* _Goal_
Rewrite the data starting at the line that has "Where in the photo above do you see the man's gray" and stopping after the line that has "[221,226,257,243]", keeping every line, requests included. Multiply each box coordinate in the answers by 2.35 and round it to a whole number, with halves going up.

* _Stored records_
==================================================
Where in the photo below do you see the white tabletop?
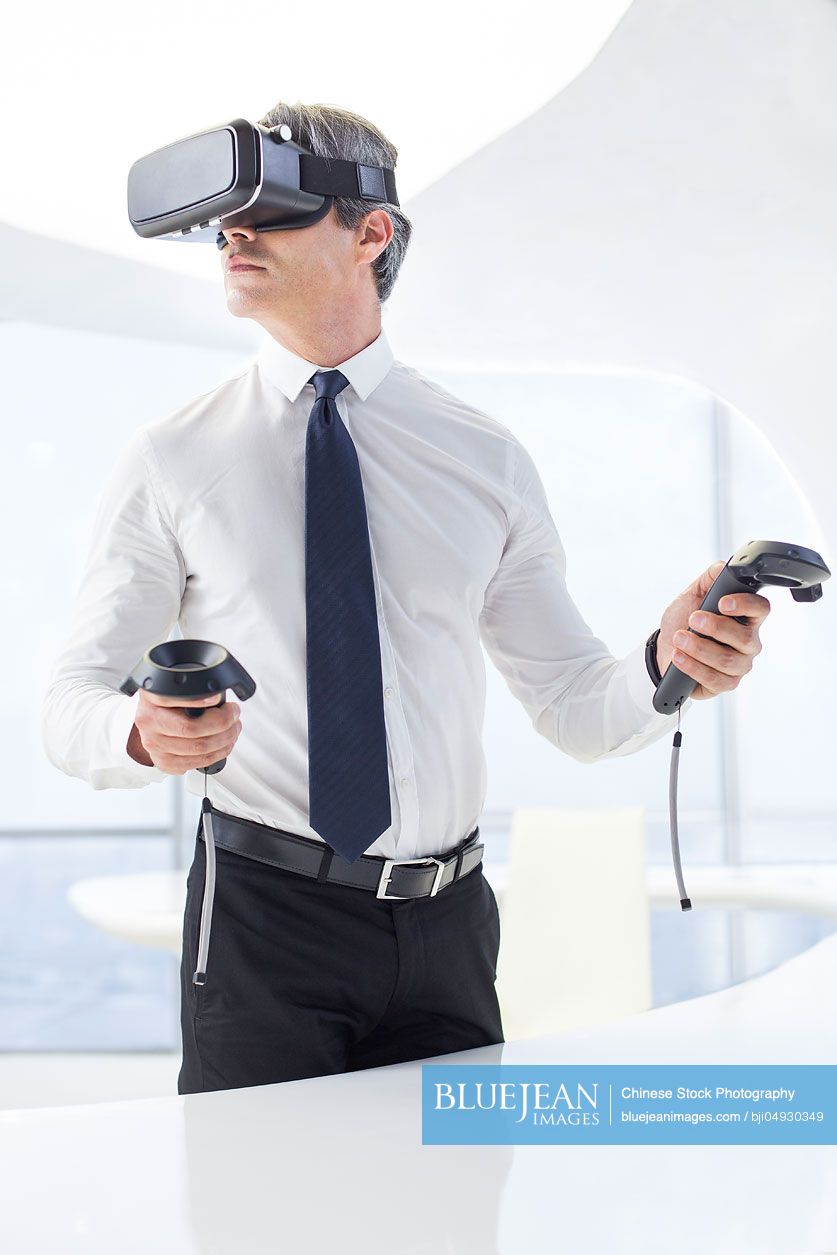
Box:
[0,934,837,1255]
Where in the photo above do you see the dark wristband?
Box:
[645,628,663,688]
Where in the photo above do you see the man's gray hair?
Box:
[259,100,413,305]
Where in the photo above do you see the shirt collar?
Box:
[256,328,393,402]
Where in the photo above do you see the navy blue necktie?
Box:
[305,370,392,862]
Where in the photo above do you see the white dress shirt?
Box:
[43,330,691,858]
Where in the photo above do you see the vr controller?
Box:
[128,118,398,248]
[654,541,831,714]
[119,640,256,776]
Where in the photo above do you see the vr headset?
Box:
[128,118,398,248]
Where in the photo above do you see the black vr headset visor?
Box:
[128,118,398,248]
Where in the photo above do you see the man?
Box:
[44,104,769,1093]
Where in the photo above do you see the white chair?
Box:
[497,807,651,1040]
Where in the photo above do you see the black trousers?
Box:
[177,821,503,1094]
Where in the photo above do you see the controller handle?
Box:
[654,541,831,714]
[183,689,227,776]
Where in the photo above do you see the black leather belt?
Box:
[197,806,484,899]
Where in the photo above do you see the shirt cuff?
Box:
[90,689,171,788]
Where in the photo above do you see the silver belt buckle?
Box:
[375,855,444,901]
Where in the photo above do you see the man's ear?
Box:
[359,210,394,261]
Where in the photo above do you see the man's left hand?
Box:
[656,562,770,702]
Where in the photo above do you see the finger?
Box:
[671,653,740,697]
[673,633,753,688]
[692,610,762,656]
[141,689,223,707]
[718,592,772,624]
[147,720,241,758]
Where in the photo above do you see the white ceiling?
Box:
[0,0,630,279]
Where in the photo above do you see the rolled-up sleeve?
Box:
[479,442,691,763]
[41,428,186,789]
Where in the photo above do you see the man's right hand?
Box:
[125,689,241,776]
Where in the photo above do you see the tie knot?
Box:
[309,370,349,400]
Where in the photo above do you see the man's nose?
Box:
[221,226,257,243]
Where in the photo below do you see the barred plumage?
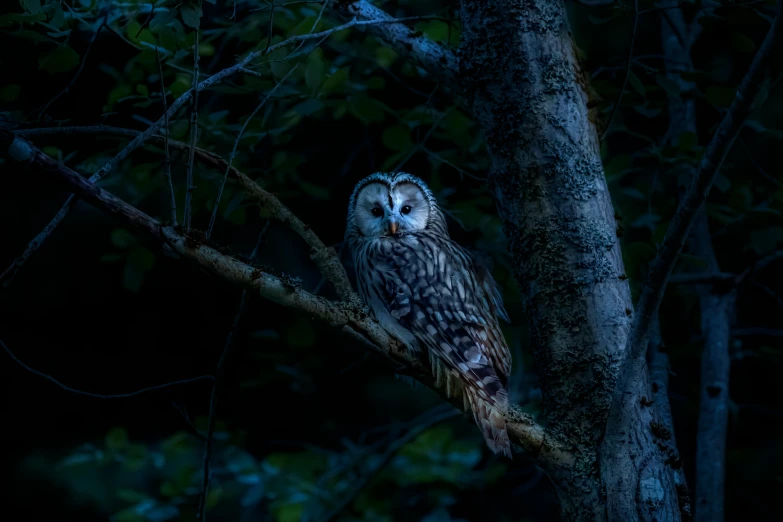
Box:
[345,172,511,457]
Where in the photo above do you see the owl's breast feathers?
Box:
[369,234,511,456]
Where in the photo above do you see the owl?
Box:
[345,172,511,458]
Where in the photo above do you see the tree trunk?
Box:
[459,0,680,522]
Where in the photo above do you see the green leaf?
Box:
[206,486,223,509]
[106,427,128,451]
[47,2,65,29]
[705,85,737,108]
[111,228,136,248]
[38,45,81,74]
[0,83,22,101]
[633,105,661,118]
[179,4,203,29]
[22,0,41,14]
[111,507,146,522]
[714,172,731,193]
[383,125,413,151]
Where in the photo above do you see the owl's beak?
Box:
[389,221,400,236]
==================================================
* _The answer_
Where in the photo above do you see the man's gray hair?
Box:
[609,235,971,717]
Where in the photo above do you see the shirt collar?
Box:
[602,771,924,945]
Where in the photo above do you see the navy blue necktie?
Box:
[717,870,921,2026]
Where in the photo above do you see the white dress shirt?
Box:
[101,776,1624,2016]
Where in the photo above do you see the vr controller?
Box:
[301,277,935,583]
[1537,1271,1953,1678]
[280,1504,602,1824]
Where in the photo above do you see the vr headset?
Box:
[301,277,935,583]
Where in the photo above do you see the black vr headset visor?
Box:
[301,277,935,583]
Where in the photo above do you see the man?
Box:
[103,244,1807,2569]
Where in the photo above do you see the white chair?
Box:
[1168,1896,1530,2444]
Where in the photo above do you see the black trousers?
Box:
[416,1929,1182,2571]
Where in the photo above do you see the controller handle?
Box:
[1537,1271,1953,1678]
[430,1619,533,1824]
Where in the photo above do you see the black leather belt?
Box:
[463,1894,1137,2113]
Where in the photo above do you see the shirt cuff?
Box:
[212,1619,402,1852]
Where in the photo above do you see the silver belt buckle?
Box:
[881,2009,1043,2117]
Where in the photo above do you see the man's ear?
Box:
[844,494,926,613]
Where in the photo above do you see the man's left hand?
Box:
[1542,1321,1810,1650]
Where in the photo above do you see the finger?
Box:
[1577,1535,1739,1638]
[1582,1488,1770,1617]
[1626,1434,1791,1542]
[331,1619,524,1661]
[1687,1391,1814,1466]
[345,1692,566,1781]
Where in the photo above do you see the white ceiling?
Box:
[0,0,1481,656]
Where in the photo above do you see the rolled-up sleeve?
Box:
[1126,1039,1624,1793]
[96,1006,437,1854]
Where in the photo above do you see the man's right hand?
Box:
[294,1619,566,1824]
Where in the photo above do you see the tie knot?
Box:
[726,870,820,940]
Where in the photo above do you see the man's nose?
Box:
[519,531,604,571]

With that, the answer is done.